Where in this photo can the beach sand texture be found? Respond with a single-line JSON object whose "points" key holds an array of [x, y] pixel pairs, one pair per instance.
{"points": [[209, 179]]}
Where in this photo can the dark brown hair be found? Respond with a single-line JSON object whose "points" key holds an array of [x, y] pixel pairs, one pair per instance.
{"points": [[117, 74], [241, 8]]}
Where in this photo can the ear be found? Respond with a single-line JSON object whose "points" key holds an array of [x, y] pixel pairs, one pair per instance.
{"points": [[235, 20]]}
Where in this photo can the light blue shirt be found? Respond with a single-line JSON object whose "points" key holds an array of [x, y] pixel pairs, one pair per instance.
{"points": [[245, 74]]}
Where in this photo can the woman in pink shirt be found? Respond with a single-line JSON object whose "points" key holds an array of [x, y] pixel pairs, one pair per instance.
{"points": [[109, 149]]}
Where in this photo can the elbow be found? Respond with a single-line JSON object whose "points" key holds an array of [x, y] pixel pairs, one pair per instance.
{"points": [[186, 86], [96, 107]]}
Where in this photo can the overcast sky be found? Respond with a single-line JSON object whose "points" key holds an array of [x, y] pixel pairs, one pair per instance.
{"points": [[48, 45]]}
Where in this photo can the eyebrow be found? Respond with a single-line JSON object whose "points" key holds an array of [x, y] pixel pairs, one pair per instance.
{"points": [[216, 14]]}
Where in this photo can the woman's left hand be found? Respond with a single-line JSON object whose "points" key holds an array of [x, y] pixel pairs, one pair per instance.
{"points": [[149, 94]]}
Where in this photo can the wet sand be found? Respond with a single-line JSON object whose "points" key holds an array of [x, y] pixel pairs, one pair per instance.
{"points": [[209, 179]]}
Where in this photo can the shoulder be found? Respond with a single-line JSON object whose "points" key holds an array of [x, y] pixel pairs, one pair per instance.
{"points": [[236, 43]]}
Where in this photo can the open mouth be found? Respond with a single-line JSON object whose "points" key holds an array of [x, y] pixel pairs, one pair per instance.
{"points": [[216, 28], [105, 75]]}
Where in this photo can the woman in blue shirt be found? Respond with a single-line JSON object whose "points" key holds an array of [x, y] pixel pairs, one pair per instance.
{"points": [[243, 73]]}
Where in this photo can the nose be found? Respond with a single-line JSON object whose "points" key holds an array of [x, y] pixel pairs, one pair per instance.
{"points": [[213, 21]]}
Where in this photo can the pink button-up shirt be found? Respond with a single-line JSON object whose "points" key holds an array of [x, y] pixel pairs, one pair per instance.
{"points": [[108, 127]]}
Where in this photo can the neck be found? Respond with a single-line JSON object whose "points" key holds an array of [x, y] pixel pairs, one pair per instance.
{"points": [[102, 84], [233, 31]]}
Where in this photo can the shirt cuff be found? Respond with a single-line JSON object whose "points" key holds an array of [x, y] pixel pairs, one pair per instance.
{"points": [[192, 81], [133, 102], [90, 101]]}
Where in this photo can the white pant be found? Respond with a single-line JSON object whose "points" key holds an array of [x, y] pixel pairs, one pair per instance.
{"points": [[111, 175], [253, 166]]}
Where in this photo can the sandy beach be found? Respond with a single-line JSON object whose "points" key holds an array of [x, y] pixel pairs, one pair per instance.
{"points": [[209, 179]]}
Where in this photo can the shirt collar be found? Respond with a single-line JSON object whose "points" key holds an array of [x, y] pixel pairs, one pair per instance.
▬▬▬▬▬▬
Exercise instructions —
Reproduce only the stretch of material from the line containing "Where in this photo can the neck" through the end of the material, including both ends and every request, and shift each x and y coordinate in the answers by adding 132 to it.

Solution for this exercise —
Where in this photo can the neck be found? Respond with a single-line JSON object whose "points" key holds an array of [x, y] pixel pairs, one pair per instance.
{"points": [[234, 216], [365, 163]]}
Where in this photo can the shirt cuff be found? Respond with a single-line JSON object whose "points" key holds an array of [x, y] pixel pairs, one pair per instance.
{"points": [[324, 213], [265, 234], [222, 233]]}
Where in this photo can the white pant be found? Respond with a single-line JSON object whose "points" key holds an array of [x, y] pixel pairs, one pair per instance.
{"points": [[243, 307], [385, 298]]}
Where in this photo can the sandy beach be found? Respond with a single-line JSON object whose "points" key holds an array of [x, y] pixel pairs, one pair per instance.
{"points": [[341, 311]]}
Where in this photo can the shirt collar be found? Respond with a single-line JSON object whose "points" key holds an array of [x, y] pixel pairs, one pair per instance.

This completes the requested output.